▸ **Problems to solve**
(1) In the post about the Turing-test novel, what share of humans does a computer have to persuade that it is human?
(2) Print the post about the Turing-test novel word for word, everything from "As a teenager" down to "by Alan Turing.".

START Selected passage

A new novel about AI and the Turing test
by Rob Tiller
Sally’s re-reading Anna Karenina, which seems to me both admirable and exhausting. The recent movie version with Keira Knightley was highly stylized, but reminded me of what I enjoyed about the book when I read it in my twenties. It is rich book, full of feeling and thinking. But it’s long!
As a teenager and young adult, I read a lot of long novels, including ones by Tolstoy, Dickens, Dostoyevsky, Trollope, Elliot, James, and Proust. My “big novel” period was a time when I was coming of age and constructing a particular consciousness. Those big books were part of the process.
Nowadays most of my waking hours are spent working, and there is stiff competition for precious non-work time. I’m still interested, though, in novels, and especially ones that take on issues that haven’t been thoroughly mined out. I just finished one such: A Working Theory of Love, by Scott Hutchins (Kindle edition). It’s about a guy who’s working on an artificial intelligence program designed to pass the Turing test, which is a real competition suggested by Alan Turing.
The Turing test is designed to probe whether machines can think. The challenge is to build a computer that can persuade 30 percent of humans that it is human. (I wrote about a very interesting non-fiction account of the test and artificial intelligence, The Most Human Human, by Brian Christian, here.)

END Selected passage
START Given entries

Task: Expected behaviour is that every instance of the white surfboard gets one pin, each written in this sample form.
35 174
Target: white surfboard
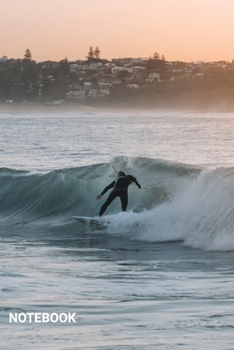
93 221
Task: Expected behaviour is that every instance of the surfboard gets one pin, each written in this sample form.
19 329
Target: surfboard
88 220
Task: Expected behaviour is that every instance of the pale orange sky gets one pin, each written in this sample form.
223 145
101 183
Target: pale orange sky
185 30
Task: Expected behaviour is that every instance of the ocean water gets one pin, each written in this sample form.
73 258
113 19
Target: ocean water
160 276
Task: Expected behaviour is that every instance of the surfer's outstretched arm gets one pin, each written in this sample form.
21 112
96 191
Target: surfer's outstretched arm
107 188
136 182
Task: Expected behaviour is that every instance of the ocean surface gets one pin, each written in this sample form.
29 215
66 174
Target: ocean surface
160 276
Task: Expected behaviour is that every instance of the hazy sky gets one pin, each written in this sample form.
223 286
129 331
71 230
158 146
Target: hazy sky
186 30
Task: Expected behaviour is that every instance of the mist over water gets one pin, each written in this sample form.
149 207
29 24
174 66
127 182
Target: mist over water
155 275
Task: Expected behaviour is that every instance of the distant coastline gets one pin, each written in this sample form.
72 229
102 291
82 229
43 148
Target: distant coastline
130 83
79 108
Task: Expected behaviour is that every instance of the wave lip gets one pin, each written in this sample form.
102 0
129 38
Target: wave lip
176 202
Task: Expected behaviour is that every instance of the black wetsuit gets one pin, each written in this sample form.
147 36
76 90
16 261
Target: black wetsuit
120 189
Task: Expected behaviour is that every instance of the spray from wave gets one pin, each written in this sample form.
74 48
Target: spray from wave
177 201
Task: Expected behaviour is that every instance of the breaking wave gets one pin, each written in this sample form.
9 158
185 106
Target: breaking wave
177 201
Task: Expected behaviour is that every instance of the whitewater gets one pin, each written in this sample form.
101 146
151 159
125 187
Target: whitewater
159 276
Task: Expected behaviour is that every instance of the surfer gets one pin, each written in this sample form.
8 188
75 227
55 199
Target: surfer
120 189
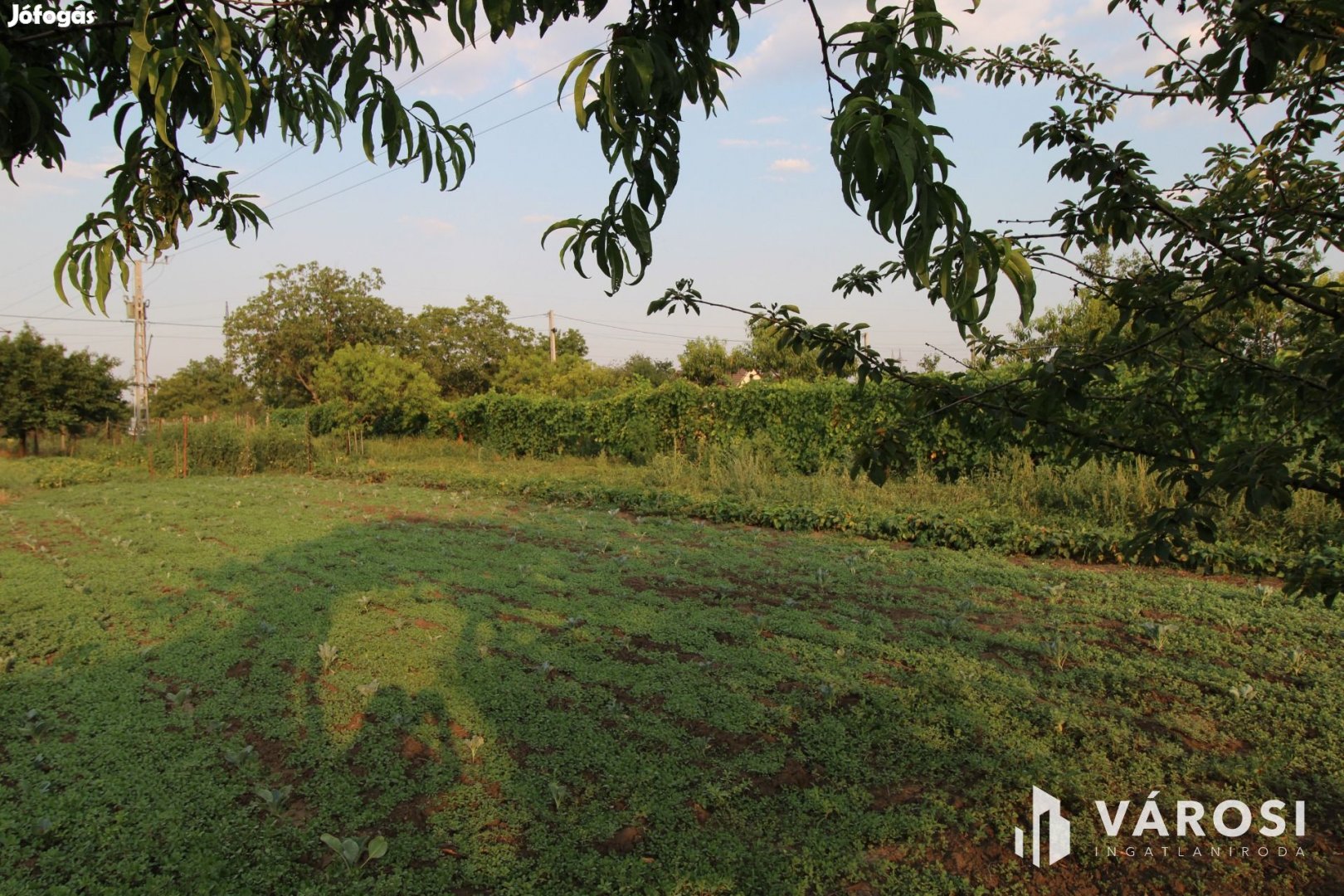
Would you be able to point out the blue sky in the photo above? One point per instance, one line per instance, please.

END Given entries

▸ **Solution list**
(1) 30 percent.

(2)
As a teenager and young adult, I read a lot of long novels, including ones by Tolstoy, Dickens, Dostoyevsky, Trollope, Elliot, James, and Proust. My “big novel” period was a time when I was coming of age and constructing a particular consciousness. Those big books were part of the process.
Nowadays most of my waking hours are spent working, and there is stiff competition for precious non-work time. I’m still interested, though, in novels, and especially ones that take on issues that haven’t been thoroughly mined out. I just finished one such: A Working Theory of Love, by Scott Hutchins (Kindle edition). It’s about a guy who’s working on an artificial intelligence program designed to pass the Turing test, which is a real competition suggested by Alan Turing.